[Begin]

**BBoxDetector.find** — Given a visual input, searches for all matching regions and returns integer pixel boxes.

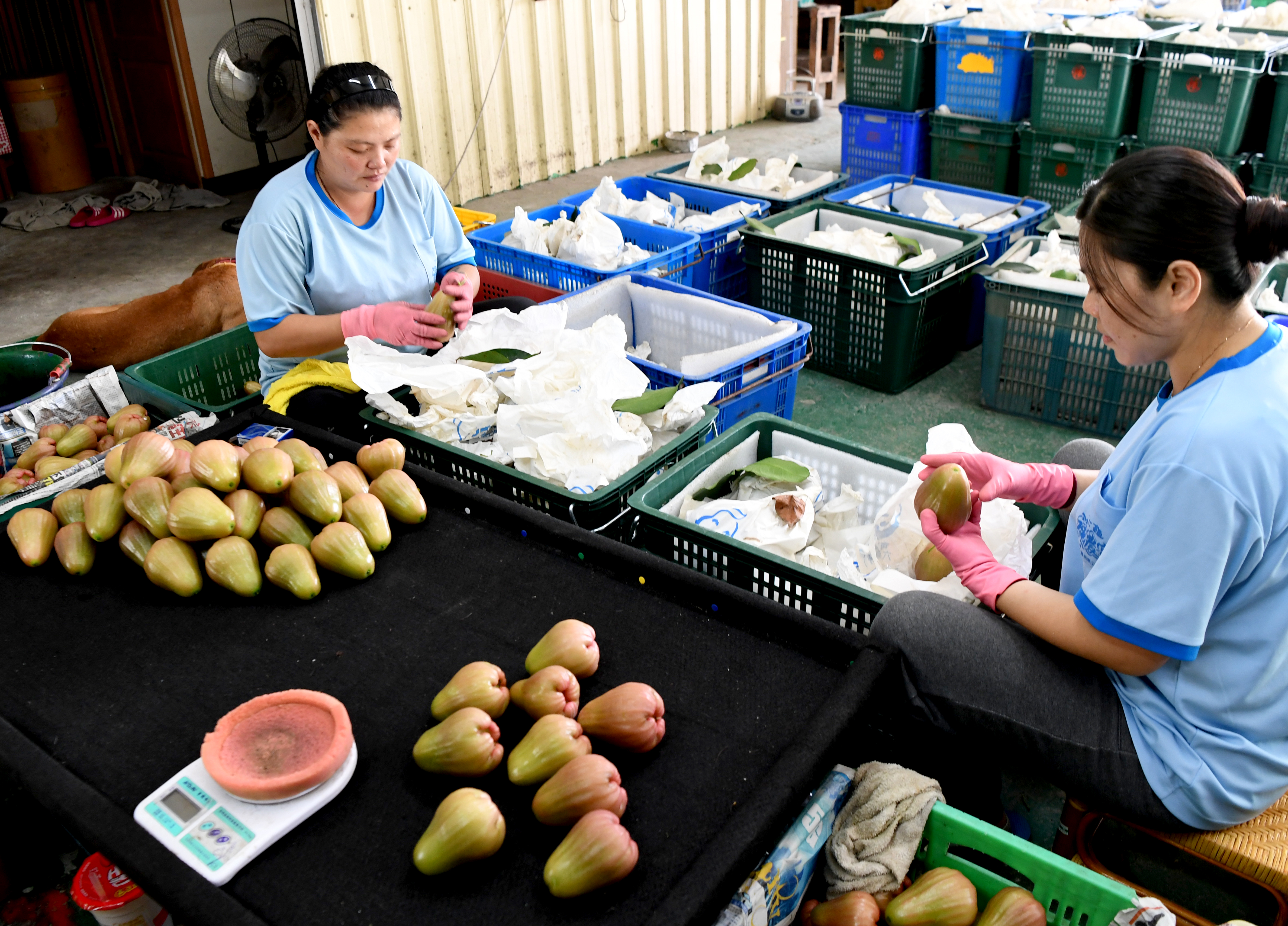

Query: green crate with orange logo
[1020,127,1127,210]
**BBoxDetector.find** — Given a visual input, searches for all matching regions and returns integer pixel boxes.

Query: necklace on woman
[1172,314,1260,396]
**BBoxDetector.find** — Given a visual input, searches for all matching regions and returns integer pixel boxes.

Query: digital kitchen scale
[134,743,358,885]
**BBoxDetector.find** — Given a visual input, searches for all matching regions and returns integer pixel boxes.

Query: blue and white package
[715,765,854,926]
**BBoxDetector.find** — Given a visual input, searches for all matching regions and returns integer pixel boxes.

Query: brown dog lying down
[40,258,246,370]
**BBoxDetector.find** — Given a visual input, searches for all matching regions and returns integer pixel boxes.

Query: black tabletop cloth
[0,410,885,926]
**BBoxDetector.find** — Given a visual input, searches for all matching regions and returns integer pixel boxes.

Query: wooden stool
[796,4,845,99]
[1161,795,1288,894]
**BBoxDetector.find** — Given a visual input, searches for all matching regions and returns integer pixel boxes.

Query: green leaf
[613,386,680,415]
[693,457,809,501]
[729,157,756,180]
[460,348,533,363]
[890,232,921,258]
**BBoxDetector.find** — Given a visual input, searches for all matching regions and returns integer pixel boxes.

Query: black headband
[322,73,398,110]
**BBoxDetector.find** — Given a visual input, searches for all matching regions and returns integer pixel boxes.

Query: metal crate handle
[899,251,988,299]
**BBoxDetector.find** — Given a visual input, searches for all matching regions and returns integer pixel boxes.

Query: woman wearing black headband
[237,62,515,426]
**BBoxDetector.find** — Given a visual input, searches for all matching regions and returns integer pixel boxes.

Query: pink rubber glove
[340,303,447,350]
[918,453,1074,507]
[921,497,1024,610]
[439,271,474,329]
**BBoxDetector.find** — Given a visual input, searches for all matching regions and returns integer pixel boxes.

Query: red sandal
[68,206,103,228]
[85,206,130,228]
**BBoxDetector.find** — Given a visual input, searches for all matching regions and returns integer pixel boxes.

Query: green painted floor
[792,348,1117,462]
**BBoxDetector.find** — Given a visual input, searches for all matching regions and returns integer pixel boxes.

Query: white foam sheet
[559,277,798,377]
[774,204,965,258]
[848,183,1033,225]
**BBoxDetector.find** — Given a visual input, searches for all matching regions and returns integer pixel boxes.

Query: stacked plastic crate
[841,10,935,183]
[930,21,1043,198]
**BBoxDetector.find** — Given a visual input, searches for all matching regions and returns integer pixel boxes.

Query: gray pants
[872,438,1187,831]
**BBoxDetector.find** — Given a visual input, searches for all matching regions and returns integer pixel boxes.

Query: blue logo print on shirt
[1078,511,1105,565]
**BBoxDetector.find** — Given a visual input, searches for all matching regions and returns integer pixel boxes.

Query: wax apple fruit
[912,464,971,533]
[411,707,505,778]
[116,520,157,565]
[505,713,590,784]
[577,681,666,752]
[358,438,407,479]
[242,444,295,494]
[885,868,979,926]
[5,507,58,567]
[288,470,344,524]
[801,891,881,926]
[124,475,174,538]
[259,507,313,547]
[975,887,1046,926]
[542,810,640,898]
[532,755,626,827]
[165,485,237,541]
[49,488,89,527]
[143,537,201,597]
[341,492,393,552]
[510,666,581,717]
[224,488,264,540]
[412,788,505,874]
[206,537,263,597]
[309,522,376,578]
[264,543,322,602]
[523,618,599,679]
[85,483,126,544]
[367,469,426,524]
[429,662,510,720]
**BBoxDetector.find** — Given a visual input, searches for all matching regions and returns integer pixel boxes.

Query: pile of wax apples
[8,425,426,600]
[412,619,666,898]
[801,868,1047,926]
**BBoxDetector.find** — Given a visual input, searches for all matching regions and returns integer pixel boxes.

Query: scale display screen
[161,791,201,823]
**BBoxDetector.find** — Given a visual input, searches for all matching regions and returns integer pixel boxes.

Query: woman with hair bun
[872,147,1288,829]
[237,62,532,426]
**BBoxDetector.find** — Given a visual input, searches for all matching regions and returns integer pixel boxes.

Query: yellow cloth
[264,359,358,415]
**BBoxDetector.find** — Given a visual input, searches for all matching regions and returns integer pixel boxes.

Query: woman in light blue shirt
[872,148,1288,829]
[237,62,532,426]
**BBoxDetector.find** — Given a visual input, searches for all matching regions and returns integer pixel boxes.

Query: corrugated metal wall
[315,0,782,204]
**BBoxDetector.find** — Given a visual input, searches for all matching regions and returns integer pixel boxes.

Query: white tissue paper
[345,303,720,493]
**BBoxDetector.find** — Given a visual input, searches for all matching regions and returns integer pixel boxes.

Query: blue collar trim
[304,151,385,232]
[1158,322,1284,410]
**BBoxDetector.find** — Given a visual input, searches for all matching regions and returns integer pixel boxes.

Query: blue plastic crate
[827,103,930,181]
[649,161,850,214]
[823,174,1051,348]
[465,205,698,292]
[935,24,1033,122]
[548,273,813,434]
[559,176,769,299]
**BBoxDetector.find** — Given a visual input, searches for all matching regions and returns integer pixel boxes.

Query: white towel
[827,763,944,898]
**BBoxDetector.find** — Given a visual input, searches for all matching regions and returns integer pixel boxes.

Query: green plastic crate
[1029,32,1145,138]
[627,413,1060,634]
[1136,28,1288,157]
[1248,155,1288,198]
[742,200,985,393]
[841,10,935,112]
[1020,129,1123,209]
[917,802,1136,926]
[930,112,1020,198]
[980,237,1168,437]
[361,389,720,540]
[125,324,263,417]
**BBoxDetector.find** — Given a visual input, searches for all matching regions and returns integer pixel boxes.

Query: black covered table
[0,408,885,926]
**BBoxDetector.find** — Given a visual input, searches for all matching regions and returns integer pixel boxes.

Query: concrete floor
[0,106,1097,460]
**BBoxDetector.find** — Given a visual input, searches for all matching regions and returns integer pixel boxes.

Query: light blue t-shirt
[237,152,474,393]
[1060,324,1288,829]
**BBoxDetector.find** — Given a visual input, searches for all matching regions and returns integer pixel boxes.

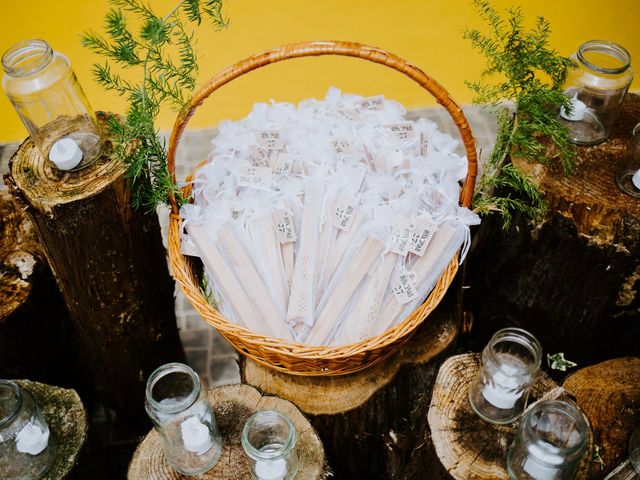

[End]

• EXERCISE DIRECTIONS:
Copy out every one of the entries above word for word, leaving out the pictures.

• COMPLETED TASK:
**BBoxDetector.find** — Given a visual input, searches for all matching regions and returns integer pixel boxes.


Query: green crate with orange logo
[1020,127,1127,210]
**BBoxDetector.find** — Given a visual input, searches for all matching regions and returns integer pixel boxes.

Query: necklace on woman
[1172,314,1260,396]
**BBoxDetector.find** — Given a visual input, searches for all matching regions and returns integer pixel boxes.

Query: digital kitchen scale
[134,743,358,885]
**BBoxDetector.find** — Given a visual input, searches for all matching regions and returns integer pixel boxes.

Query: blue and white package
[715,765,854,926]
**BBoxDetector.find** — Given a visual input, searches for all matching regions and returns integer pixel boxes.

Query: brown dog lying down
[40,258,246,370]
**BBoxDetector.find** — Given a visual input, searches for all matching regions and returns integer pixel boxes.

Query: black tabletop cloth
[0,410,885,926]
**BBoxDetector.find** — Given a visual input, searches for all matching regions and returns integer pixel boxes.

Query: wooden stool
[796,4,845,99]
[1161,795,1288,894]
**BBoxDetector.find** — Given a visual input, searches for all matching regions and returns integer pixel boxes.

Query: green leaf
[613,386,680,415]
[693,457,809,501]
[729,157,756,180]
[460,348,533,363]
[890,232,921,258]
**BBoxDetector.find** — Given a visual input, searches for all matching regions and returns integer pixel boxes.

Query: black headband
[322,73,398,110]
**BBoxDetector.find** — Given a visual input, searches for all matching regions and returns integer pixel boxes.

Query: metal crate handle
[899,251,988,299]
**BBoxDetector.find** — Given a visual input, searches for all matching regions and returns integer pixel boxes.

Query: woman wearing black headband
[237,62,515,426]
**BBoxDetector.find** — Given a visual input, searches for all matching regions and returns integer pixel boxes.

Query: pink rubber glove
[340,303,447,350]
[918,453,1074,507]
[921,497,1024,610]
[439,271,474,329]
**BBoxDetector.find** — Given a visual input, searches for all matching regions and returns integer pixel boxes.

Query: red sandal
[68,206,103,228]
[85,206,130,228]
**BBoxDetector.find** — Given a visual input, searches for all matching regions and returns integer pixel boxes.

Query: green painted floor
[792,348,1117,462]
**BBoxDetector.find** — Given a visual input, searches for all matching regions and returns integer pixel boxes.

Query: white foam sheet
[559,277,798,377]
[774,204,965,258]
[848,183,1033,225]
**BBoxDetector.find** — Given a visual input, searches for all matching regions and returns integer pixel boxes.

Query: stacked plastic crate
[841,10,935,183]
[930,21,1043,198]
**BBoxDetector.find** — Given a visual input, searches for all matching regions and returns integer pixel boxes.

Query: gray pants
[872,438,1187,831]
**BBoxDetector.find** — Given a visual input, searches for all matching regions and returns integer pixel boxes.

Query: blue logo print on shirt
[1078,511,1105,565]
**BBoxDetector.find** — Given a visual input, searches for all matching regions and returns integer pixel boxes.

Query: wax apple fruit
[912,464,971,533]
[411,707,505,778]
[116,520,157,565]
[505,713,590,784]
[577,681,666,752]
[358,438,407,479]
[242,444,295,494]
[885,868,979,926]
[5,507,58,567]
[288,470,344,524]
[801,891,881,926]
[124,475,174,538]
[259,507,313,547]
[975,887,1046,926]
[542,810,640,898]
[532,755,626,827]
[165,485,237,541]
[49,488,89,527]
[143,537,201,597]
[341,492,393,552]
[510,666,581,717]
[224,488,264,540]
[412,788,505,874]
[206,537,263,597]
[309,522,376,578]
[264,543,322,602]
[523,618,599,679]
[85,483,126,544]
[367,469,426,524]
[429,662,510,720]
**BBoxDetector.find** — Given a visual input, searches for all matching regions and returns integer pixel boxes.

Query: pile of wax apples
[8,425,426,600]
[412,619,666,898]
[801,868,1047,926]
**BBoxDetector.find** — Given a visual input, searches for all matching regions and returns integer pixel boxes.

Query: scale display screen
[161,791,201,823]
**BBoxDetector.find** — Given a visual input, searches for all matching regions and returns integer pixel boxes.

Query: woman with hair bun
[872,147,1288,829]
[237,62,532,426]
**BBoxDetector.find** — Given a visual input, searches for all matching regions and returns integer pixel boxes.

Query: yellow cloth
[264,359,358,415]
**BBoxDetector.find** — Given a visual input, searches for all matching regions and returns integer pixel boxes.

Query: woman in light blue shirt
[872,148,1288,829]
[237,62,532,426]
**BBoxDetector.find** — Given a visual input, searches for all matching regions and returns integer pixel boxes.

Query: corrugated metal wall
[315,0,782,204]
**BBoxDetector.find** — Given a visual input, searches for all matching regions and returns integer pixel boxes.

Query: white tissue paper
[345,303,720,493]
**BBoxDetector.find** — Given a visual input, searches for all matching regions and returns integer pixel boxes.

Query: blue collar trim
[304,151,385,232]
[1158,322,1284,410]
**BBoxDetector.find** — Given a visual input, searches for all matching regions and returns integer pixel boxes.

Query: blue plastic crate
[827,103,930,181]
[649,161,850,214]
[823,174,1051,348]
[465,205,698,292]
[935,24,1033,122]
[548,273,813,434]
[559,176,769,299]
**BBoxDetector.find** — Given a visual input, searches for all matching regions and returns integer pixel boxes.

Query: white towel
[827,763,944,898]
**BBoxDetector.find** — Given a visual input, searches for all matching regions and returns integer pixel boxes.

Query: green plastic crate
[1029,32,1145,138]
[627,413,1060,634]
[1136,28,1288,157]
[1248,155,1288,198]
[742,200,985,393]
[841,10,935,112]
[1020,129,1123,209]
[917,802,1136,926]
[930,112,1020,198]
[980,237,1168,437]
[361,389,720,540]
[125,324,263,417]
**BBoxDetector.find** — Given a visual input, searches for all matching regions and returns integer pixel boxes.

Query: black covered table
[0,408,885,926]
**BBoxDetector.find** — Given a visual input, searches for all matching regions and returns integer pixel boxes.

Query: concrete floor
[0,106,1097,460]
**BBoxDetector.find** — Given a visual input, searches for all matching regions and returns integer pixel boxes.

Query: light blue t-shirt
[237,152,474,393]
[1060,324,1288,829]
**BBoxDetector.find** — Given a visual input, searches for all matching regions and returns integer pixel boxes.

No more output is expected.